Start of GIVEN TEXT
I, whilst valiantly fighting off sleep and water, looked up from the basin into the mirror, seeing there the gentleman waiting at the door of the washroom, looking into the mirror as well. He then stepped forward, exclaimed, “Shamu!” and looked around. It was difficult to classify his utterance as an exclamation, for it had a distinct air of interrogation hanging over it. His striking cameo thus being exhausted, the gentleman left as suddenly as he had appeared, still calling out “Shamu, Shamu” in a tone reminiscent of the plaintive cries of the hungry hatchling of a crow on a hot afternoon. The door closed behind him, and cries of ‘Shamu’ still rang in the air in the wake of the exit of our hero, diminishing in intensity, but never in its degree of despair.

Needless to say, I was left stunned. My mind was still occupied in a struggle with a very determined slumber which threatened to overpower me in spite of the water. This incident that had happened took some time to be processed by my mind, but once done, it proved too strong a reinforcement against the wily enemy. Suddenly, I was wide awake.

I followed the dying echo of ‘Shamu’ out from the washroom and there I found the perennially surprised gentleman moving around rather unsteadily, still looking for the apparition named Shamu he had so summoned.

True to the reputation that preceded the existence of his name in my universe of awareness, Shamu remained an enigma to me for quite some time. I would sometimes hear his name being shouted here and there, never without alarm, but I would never be able to catch a glimpse of the man himself. I figured, from conversations with various people that he was an attendant, eccentric in ways and sharp of mind. However, an encounter with the man always eluded me, until that fateful day.

It had to happen in the mini-kitchen. I had gone in for a cup of cappuccino when I found that there was no milk. A man walked in, whom I had not seen on the floor before. He was short, rather unimpressive looking and had a walrus-esque moustache. He wore glasses and his mouth was curved into a permanent smirk. He had quick movements, and was very thin.
End of GIVEN TEXT
Answer these questions from the Shamu story:
1. What did the gentleman at the washroom door call out when he stepped forward?
2. What job did the narrator gather that Shamu held?
3. What was missing when the narrator went into the mini-kitchen for a cappuccino?
The listing has nothing to do with the Shamu story.
Start of RAW RECORDS
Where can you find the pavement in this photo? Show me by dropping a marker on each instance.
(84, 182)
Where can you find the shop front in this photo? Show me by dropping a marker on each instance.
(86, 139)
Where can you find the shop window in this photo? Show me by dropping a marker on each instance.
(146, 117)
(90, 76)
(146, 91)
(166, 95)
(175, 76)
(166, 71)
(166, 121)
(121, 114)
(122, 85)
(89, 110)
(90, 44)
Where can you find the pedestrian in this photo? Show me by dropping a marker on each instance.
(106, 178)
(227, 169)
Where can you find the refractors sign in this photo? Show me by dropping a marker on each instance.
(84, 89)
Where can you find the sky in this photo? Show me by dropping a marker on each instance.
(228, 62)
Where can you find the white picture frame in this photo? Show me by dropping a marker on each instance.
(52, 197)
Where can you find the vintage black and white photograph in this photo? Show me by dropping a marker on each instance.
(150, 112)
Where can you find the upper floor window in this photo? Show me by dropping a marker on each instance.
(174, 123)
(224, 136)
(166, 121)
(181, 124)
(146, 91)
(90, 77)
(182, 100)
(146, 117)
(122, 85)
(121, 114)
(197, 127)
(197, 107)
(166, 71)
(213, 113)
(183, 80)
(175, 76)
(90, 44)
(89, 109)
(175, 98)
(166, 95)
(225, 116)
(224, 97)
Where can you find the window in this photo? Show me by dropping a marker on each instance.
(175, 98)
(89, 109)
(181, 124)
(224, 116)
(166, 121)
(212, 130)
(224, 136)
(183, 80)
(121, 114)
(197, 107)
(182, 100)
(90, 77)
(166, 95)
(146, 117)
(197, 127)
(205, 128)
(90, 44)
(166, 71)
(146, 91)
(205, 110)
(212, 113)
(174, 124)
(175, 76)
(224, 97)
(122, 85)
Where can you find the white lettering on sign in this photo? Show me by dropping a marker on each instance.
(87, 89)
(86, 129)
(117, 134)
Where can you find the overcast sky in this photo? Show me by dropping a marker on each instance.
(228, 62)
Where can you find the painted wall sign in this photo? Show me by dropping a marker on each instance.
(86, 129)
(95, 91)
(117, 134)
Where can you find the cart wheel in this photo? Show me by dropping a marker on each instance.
End of RAW RECORDS
▸ FINISHED TASK:
1. "Shamu!"
2. An attendant.
3. Milk.